→ WORK TO COMPLETE:
Give every entry again, unchanged, and leave its images out.

→ Items listed in a dataset:
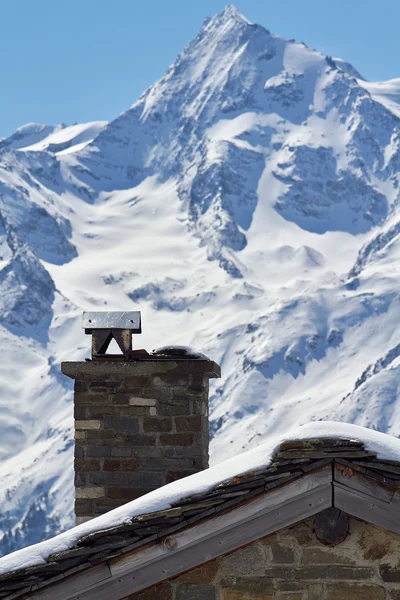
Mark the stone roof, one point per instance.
(292, 460)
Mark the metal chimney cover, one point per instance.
(113, 320)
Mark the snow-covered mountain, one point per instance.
(248, 204)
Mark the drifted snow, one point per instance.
(385, 446)
(248, 205)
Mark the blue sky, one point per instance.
(82, 60)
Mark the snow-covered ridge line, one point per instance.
(386, 448)
(229, 203)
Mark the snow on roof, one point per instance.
(385, 446)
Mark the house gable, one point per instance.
(293, 565)
(304, 478)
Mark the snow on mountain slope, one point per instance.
(62, 138)
(385, 92)
(248, 204)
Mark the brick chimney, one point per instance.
(141, 421)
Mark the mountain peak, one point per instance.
(231, 12)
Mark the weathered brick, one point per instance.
(121, 424)
(79, 451)
(98, 411)
(148, 451)
(126, 494)
(195, 591)
(140, 439)
(325, 556)
(135, 411)
(80, 386)
(158, 425)
(87, 424)
(282, 555)
(136, 401)
(80, 412)
(175, 475)
(247, 561)
(247, 588)
(203, 574)
(153, 479)
(82, 398)
(389, 573)
(83, 506)
(177, 439)
(80, 479)
(315, 591)
(321, 572)
(121, 451)
(86, 465)
(159, 592)
(172, 410)
(195, 423)
(94, 451)
(128, 464)
(90, 492)
(355, 592)
(105, 383)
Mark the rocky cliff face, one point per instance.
(248, 203)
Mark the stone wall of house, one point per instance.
(138, 426)
(293, 565)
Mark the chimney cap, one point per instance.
(113, 320)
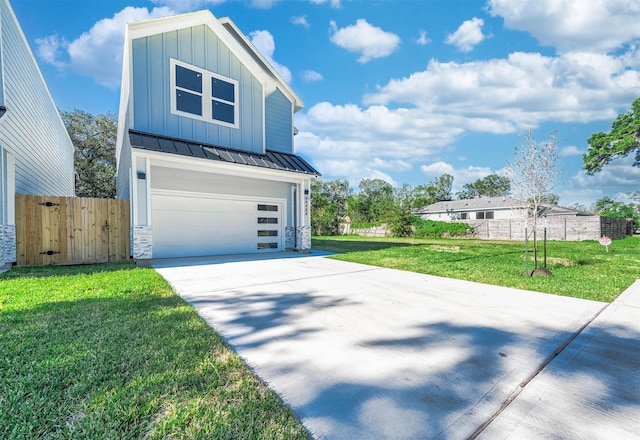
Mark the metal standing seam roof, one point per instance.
(275, 160)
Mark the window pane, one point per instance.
(188, 102)
(188, 79)
(223, 90)
(223, 112)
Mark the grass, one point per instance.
(110, 351)
(580, 269)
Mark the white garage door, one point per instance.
(187, 226)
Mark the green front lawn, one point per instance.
(580, 269)
(110, 351)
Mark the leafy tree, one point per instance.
(550, 199)
(490, 186)
(532, 174)
(94, 139)
(623, 139)
(373, 202)
(438, 190)
(400, 218)
(328, 205)
(608, 207)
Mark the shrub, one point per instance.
(364, 225)
(435, 229)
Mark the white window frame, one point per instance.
(207, 95)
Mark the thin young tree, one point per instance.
(532, 173)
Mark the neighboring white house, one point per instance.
(36, 154)
(486, 208)
(205, 143)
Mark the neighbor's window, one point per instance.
(200, 94)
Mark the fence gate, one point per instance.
(70, 230)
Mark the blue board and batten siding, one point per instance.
(31, 129)
(200, 47)
(279, 122)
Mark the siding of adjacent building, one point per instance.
(279, 122)
(200, 47)
(31, 128)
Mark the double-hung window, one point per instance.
(199, 94)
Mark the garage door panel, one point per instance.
(199, 226)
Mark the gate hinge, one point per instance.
(49, 252)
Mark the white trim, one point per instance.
(287, 90)
(168, 24)
(206, 95)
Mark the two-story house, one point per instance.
(36, 154)
(205, 143)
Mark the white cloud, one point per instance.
(521, 91)
(370, 41)
(264, 42)
(49, 49)
(300, 20)
(392, 165)
(334, 3)
(618, 176)
(468, 35)
(569, 25)
(96, 53)
(264, 4)
(423, 40)
(310, 76)
(571, 150)
(461, 176)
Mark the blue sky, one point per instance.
(402, 90)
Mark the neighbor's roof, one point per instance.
(491, 203)
(274, 160)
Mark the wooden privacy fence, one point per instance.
(70, 230)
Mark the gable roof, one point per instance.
(274, 160)
(491, 203)
(230, 35)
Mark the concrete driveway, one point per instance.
(361, 352)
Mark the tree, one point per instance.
(373, 202)
(439, 190)
(532, 174)
(399, 219)
(490, 186)
(623, 139)
(608, 207)
(94, 141)
(328, 205)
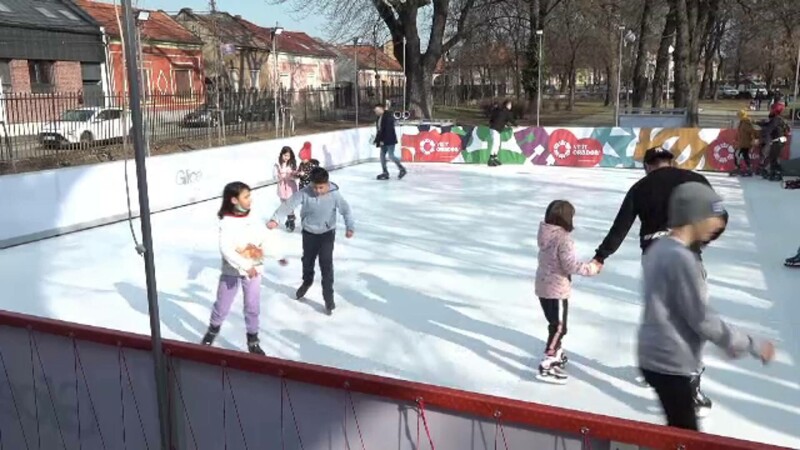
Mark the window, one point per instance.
(255, 75)
(5, 76)
(46, 12)
(183, 82)
(68, 14)
(41, 73)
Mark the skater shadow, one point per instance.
(311, 351)
(436, 317)
(174, 317)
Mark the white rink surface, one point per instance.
(437, 287)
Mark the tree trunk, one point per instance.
(572, 81)
(639, 69)
(530, 73)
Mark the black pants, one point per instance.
(743, 156)
(676, 394)
(319, 245)
(772, 162)
(555, 311)
(388, 150)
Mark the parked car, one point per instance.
(85, 126)
(727, 92)
(207, 116)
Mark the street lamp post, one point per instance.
(796, 80)
(146, 249)
(619, 77)
(275, 33)
(355, 84)
(539, 33)
(405, 75)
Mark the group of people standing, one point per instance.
(680, 214)
(773, 135)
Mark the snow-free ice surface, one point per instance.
(437, 287)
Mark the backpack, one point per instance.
(784, 128)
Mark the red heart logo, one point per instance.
(561, 146)
(721, 153)
(588, 152)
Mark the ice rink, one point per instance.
(437, 287)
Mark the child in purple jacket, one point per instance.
(557, 264)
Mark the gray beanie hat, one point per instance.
(692, 203)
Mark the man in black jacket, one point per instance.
(648, 200)
(498, 121)
(386, 139)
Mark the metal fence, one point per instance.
(45, 125)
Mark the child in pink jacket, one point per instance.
(557, 264)
(285, 171)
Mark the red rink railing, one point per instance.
(444, 400)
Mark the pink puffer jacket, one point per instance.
(557, 261)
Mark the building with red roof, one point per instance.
(172, 57)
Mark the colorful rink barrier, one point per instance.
(66, 385)
(694, 148)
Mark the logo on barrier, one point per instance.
(562, 149)
(186, 177)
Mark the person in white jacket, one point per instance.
(244, 242)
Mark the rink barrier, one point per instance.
(708, 149)
(313, 390)
(39, 205)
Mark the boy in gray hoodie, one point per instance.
(677, 321)
(320, 202)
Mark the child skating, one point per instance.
(557, 264)
(307, 164)
(243, 244)
(285, 171)
(320, 201)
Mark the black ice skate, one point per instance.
(254, 345)
(550, 371)
(702, 403)
(210, 336)
(301, 291)
(794, 261)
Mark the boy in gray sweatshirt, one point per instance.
(320, 202)
(677, 321)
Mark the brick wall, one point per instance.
(22, 106)
(67, 76)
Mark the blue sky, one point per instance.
(260, 12)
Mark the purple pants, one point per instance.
(226, 292)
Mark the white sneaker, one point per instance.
(550, 371)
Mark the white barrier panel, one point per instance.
(41, 204)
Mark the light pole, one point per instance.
(275, 33)
(794, 97)
(405, 76)
(539, 33)
(619, 78)
(146, 249)
(355, 84)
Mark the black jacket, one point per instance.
(500, 118)
(648, 200)
(385, 132)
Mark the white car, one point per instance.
(86, 126)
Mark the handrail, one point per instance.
(513, 411)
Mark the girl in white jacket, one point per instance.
(243, 243)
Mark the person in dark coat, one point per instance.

→ RESULT FOR THIS EXERCISE:
Mark the stone roof, one point per instance.
(292, 460)
Mark the metal chimney cover, one point per instance.
(113, 320)
Mark the snow-covered mountain, one point per instance.
(248, 204)
Mark the drifted snow, one point per instance.
(385, 446)
(248, 205)
Mark the blue sky, one point per instance.
(82, 60)
Mark the snow-covered ridge line, one point per instance.
(386, 448)
(229, 203)
Mark the snow on roof, one point per instance.
(385, 446)
Mark the house gable, one point per instance.
(293, 565)
(304, 478)
Mark the snow on mountain slope, one point per instance.
(62, 138)
(385, 92)
(248, 204)
Mark the brick chimney, one point per instance.
(141, 421)
Mark the mountain peak, one point per instance.
(231, 12)
Mark the weathered brick, one point per instance.
(121, 424)
(79, 451)
(98, 411)
(148, 451)
(126, 494)
(195, 591)
(140, 439)
(325, 556)
(135, 411)
(80, 386)
(158, 425)
(87, 424)
(282, 555)
(136, 401)
(80, 412)
(175, 475)
(247, 561)
(247, 588)
(203, 574)
(153, 479)
(82, 398)
(389, 573)
(83, 506)
(177, 439)
(80, 479)
(315, 591)
(321, 572)
(121, 451)
(86, 465)
(159, 592)
(172, 410)
(195, 423)
(94, 451)
(128, 464)
(90, 492)
(355, 592)
(105, 383)
Mark the rocky cliff face, one point per instance.
(248, 203)
Mark the stone wall of house, one point per instance.
(138, 426)
(293, 565)
Mark the chimney cap, one point per instance.
(113, 320)
Mark the metal standing seam roof, one point per instance.
(275, 160)
Mark the window pane, one point per instance.
(188, 102)
(188, 79)
(223, 90)
(223, 112)
Mark the grass, one point per instance.
(110, 351)
(580, 269)
Mark the white garage door, one point per instance.
(187, 226)
Mark the green front lawn, one point per instance.
(580, 269)
(110, 351)
Mark the leafy tree, one point per instance.
(550, 199)
(490, 186)
(532, 174)
(94, 139)
(623, 139)
(373, 202)
(438, 190)
(400, 218)
(328, 205)
(608, 207)
Mark the shrub, one point per instance.
(364, 225)
(435, 229)
Mark the white window frame, one point per instance.
(207, 95)
Mark the thin young tree, one point per instance.
(532, 173)
Mark the neighboring white house, one point per instance.
(36, 154)
(486, 208)
(205, 143)
Mark the neighbor's window, one point per instance.
(200, 94)
Mark the fence gate, one point per instance.
(70, 230)
Mark the blue board and batten siding, one point per instance.
(31, 129)
(200, 47)
(279, 122)
Mark the siding of adjacent building, one point per instance.
(279, 122)
(200, 47)
(31, 128)
Mark the double-hung window, one point per instance.
(199, 94)
Mark the garage door panel, one point per instance.
(199, 226)
Mark the gate hinge, one point per instance.
(49, 252)
Mark the white trim, one point per instance.
(287, 90)
(168, 24)
(206, 95)
Mark the two-story house, one point per instance.
(36, 154)
(205, 143)
Mark the white cloud, one point per instance.
(521, 91)
(370, 41)
(264, 42)
(49, 49)
(300, 20)
(392, 165)
(334, 3)
(618, 176)
(468, 35)
(569, 25)
(96, 53)
(264, 4)
(423, 40)
(310, 76)
(571, 150)
(461, 176)
Mark the blue sky, one point per instance.
(402, 90)
Mark the neighbor's roof, one point per instance.
(491, 203)
(274, 160)
Mark the wooden privacy fence, one point per instance.
(70, 230)
Mark the gable roof, one point per instance.
(274, 160)
(491, 203)
(230, 35)
Mark the concrete driveway, one point per instance.
(361, 352)
Mark the tree, one point per instance.
(373, 202)
(439, 190)
(532, 174)
(399, 219)
(490, 186)
(623, 139)
(608, 207)
(94, 141)
(328, 205)
Mark the window, one point per instance.
(255, 75)
(5, 76)
(46, 12)
(183, 82)
(68, 14)
(41, 73)
Mark the skater shadow, one point per instance.
(311, 351)
(436, 317)
(174, 317)
Mark the white rink surface, one point per instance.
(437, 287)
Mark the tree trunk, one point per instance.
(572, 81)
(639, 69)
(530, 73)
Mark the black pants, one point per instance.
(743, 156)
(676, 394)
(319, 245)
(772, 162)
(555, 311)
(388, 150)
Mark the parked car, one point per instance.
(85, 126)
(727, 92)
(207, 116)
Mark the street lamp post, one point per instance.
(796, 80)
(146, 249)
(619, 77)
(275, 33)
(355, 84)
(539, 33)
(405, 75)
Mark the group of people standing, one point per instance.
(680, 214)
(773, 135)
Mark the snow-free ice surface, one point per instance.
(437, 287)
Mark the backpack, one point per instance.
(784, 128)
Mark the red heart logo, one point per instance.
(561, 146)
(721, 153)
(588, 152)
Mark the ice rink, one point per instance.
(437, 287)
Mark the child in purple jacket, one point per instance.
(557, 264)
Mark the gray beanie hat, one point per instance.
(692, 203)
Mark the man in black jacket, one point per instance.
(648, 200)
(498, 121)
(386, 139)
Mark the metal fence, one point per instance.
(45, 125)
Mark the child in pink jacket, one point per instance.
(557, 264)
(285, 171)
Mark the red rink railing, one point per instance.
(444, 400)
Mark the pink puffer jacket, one point per instance.
(557, 261)
Mark the building with red roof, one point per instance.
(172, 57)
Mark the colorful rink barrier, one point per instance.
(66, 385)
(694, 148)
Mark the logo on barrier, one point per instance.
(562, 149)
(186, 177)
Mark the person in white jacket, one point per instance.
(244, 242)
Mark the rink barrier, one point per instance.
(708, 149)
(313, 390)
(39, 205)
Mark the boy in gray hoodie, one point per instance.
(677, 321)
(320, 202)
Mark the child skating, one point per instance.
(557, 264)
(307, 164)
(243, 244)
(285, 171)
(320, 201)
Mark the black ice skate, one point per instance.
(254, 345)
(550, 371)
(702, 403)
(210, 336)
(301, 291)
(794, 261)
Mark the boy in gray sweatshirt, one point per instance.
(320, 202)
(677, 321)
Mark the brick wall, one point per instance.
(22, 106)
(67, 76)
Mark the blue sky, one point per instance.
(260, 12)
Mark the purple pants, one point per instance.
(226, 292)
Mark the white sneaker, one point per instance.
(550, 371)
Mark the white barrier panel, one point per instance.
(41, 204)
Mark the light pole, one point per instance.
(275, 33)
(794, 97)
(405, 76)
(539, 33)
(619, 78)
(146, 249)
(355, 84)
Mark the black jacket, one point per instance.
(500, 118)
(648, 200)
(385, 132)
Mark the white car, one point per instance.
(86, 126)
Mark the handrail, one point per instance.
(513, 411)
Mark the girl in white jacket, one point per instance.
(243, 243)
Mark the person in dark coat, one point per instance.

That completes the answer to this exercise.